>> start
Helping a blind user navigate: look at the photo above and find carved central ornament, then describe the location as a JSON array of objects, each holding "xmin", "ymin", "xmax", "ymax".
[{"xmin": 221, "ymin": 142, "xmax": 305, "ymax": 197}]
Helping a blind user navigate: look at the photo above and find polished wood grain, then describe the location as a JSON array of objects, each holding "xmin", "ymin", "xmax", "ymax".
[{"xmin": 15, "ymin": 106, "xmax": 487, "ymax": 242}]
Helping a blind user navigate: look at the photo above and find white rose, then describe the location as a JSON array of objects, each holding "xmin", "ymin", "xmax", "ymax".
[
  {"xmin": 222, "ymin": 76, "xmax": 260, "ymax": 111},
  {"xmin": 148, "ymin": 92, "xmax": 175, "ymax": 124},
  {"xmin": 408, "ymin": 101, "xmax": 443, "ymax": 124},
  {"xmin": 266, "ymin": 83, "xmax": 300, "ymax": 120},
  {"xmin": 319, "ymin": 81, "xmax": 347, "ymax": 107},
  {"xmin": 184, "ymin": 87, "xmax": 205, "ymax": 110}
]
>> end
>> start
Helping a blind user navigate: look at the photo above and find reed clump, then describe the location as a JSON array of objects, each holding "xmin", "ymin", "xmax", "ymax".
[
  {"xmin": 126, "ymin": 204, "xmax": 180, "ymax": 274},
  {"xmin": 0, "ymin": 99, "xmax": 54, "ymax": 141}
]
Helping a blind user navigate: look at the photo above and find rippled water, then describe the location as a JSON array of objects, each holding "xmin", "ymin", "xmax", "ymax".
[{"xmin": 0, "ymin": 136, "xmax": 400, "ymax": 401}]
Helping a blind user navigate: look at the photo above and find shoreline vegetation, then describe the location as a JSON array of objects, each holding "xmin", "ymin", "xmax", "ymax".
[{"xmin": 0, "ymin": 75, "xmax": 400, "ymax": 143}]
>> end
>> start
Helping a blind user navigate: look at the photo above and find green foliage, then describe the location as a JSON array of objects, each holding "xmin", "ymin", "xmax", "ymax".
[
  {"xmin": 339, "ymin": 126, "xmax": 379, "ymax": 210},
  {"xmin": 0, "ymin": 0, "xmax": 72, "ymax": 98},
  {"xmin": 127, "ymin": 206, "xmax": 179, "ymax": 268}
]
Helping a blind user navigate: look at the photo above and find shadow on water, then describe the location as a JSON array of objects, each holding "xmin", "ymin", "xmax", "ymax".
>> end
> [Task directions] State how many lines of the material above contain the word "white", treating uppercase and lowercase as different. Reply with the number only.

> [Complete output] 1